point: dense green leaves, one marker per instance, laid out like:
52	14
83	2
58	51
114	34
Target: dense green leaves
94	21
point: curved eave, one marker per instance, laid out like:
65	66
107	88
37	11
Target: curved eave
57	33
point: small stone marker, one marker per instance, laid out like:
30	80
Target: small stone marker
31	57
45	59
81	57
...
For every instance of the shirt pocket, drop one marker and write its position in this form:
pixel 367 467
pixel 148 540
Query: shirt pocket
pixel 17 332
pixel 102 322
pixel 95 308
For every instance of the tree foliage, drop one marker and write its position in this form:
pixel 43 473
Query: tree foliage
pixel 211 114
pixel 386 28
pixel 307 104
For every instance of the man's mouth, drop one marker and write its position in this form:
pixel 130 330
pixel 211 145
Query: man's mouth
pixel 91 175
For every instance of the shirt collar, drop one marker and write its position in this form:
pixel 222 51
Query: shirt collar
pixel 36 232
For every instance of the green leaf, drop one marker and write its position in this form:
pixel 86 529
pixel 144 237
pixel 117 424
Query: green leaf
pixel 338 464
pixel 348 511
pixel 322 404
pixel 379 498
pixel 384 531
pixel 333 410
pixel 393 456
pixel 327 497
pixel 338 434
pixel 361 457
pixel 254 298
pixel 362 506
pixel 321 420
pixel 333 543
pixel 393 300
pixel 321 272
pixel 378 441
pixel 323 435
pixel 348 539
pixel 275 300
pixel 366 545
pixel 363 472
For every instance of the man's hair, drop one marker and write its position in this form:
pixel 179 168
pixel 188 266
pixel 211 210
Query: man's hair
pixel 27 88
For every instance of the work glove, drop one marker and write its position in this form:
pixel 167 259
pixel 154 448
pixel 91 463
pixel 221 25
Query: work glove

**REQUIREMENT:** Lay out the lines of the records above as a Markdown table with a Row column holding the row number and a Text column holding the line. Begin with the line containing "For every instance of the shirt pocket, drop", end with the line containing "pixel 307 104" (both included), and omit any blank lines.

**RESPONSE:**
| Row | Text |
|---|---|
| 1 | For every instance of the shirt pocket, drop one marker and write its position in this form: |
| 2 | pixel 367 467 |
| 3 | pixel 148 540 |
| 4 | Query: shirt pocket |
| 5 | pixel 17 332 |
| 6 | pixel 102 322 |
| 7 | pixel 95 308 |
| 8 | For every instance of the tree foliage, drop one marker and write its position in this form: |
| 9 | pixel 43 473 |
| 10 | Query: tree foliage |
| 11 | pixel 211 114 |
| 12 | pixel 386 28 |
| 13 | pixel 307 104 |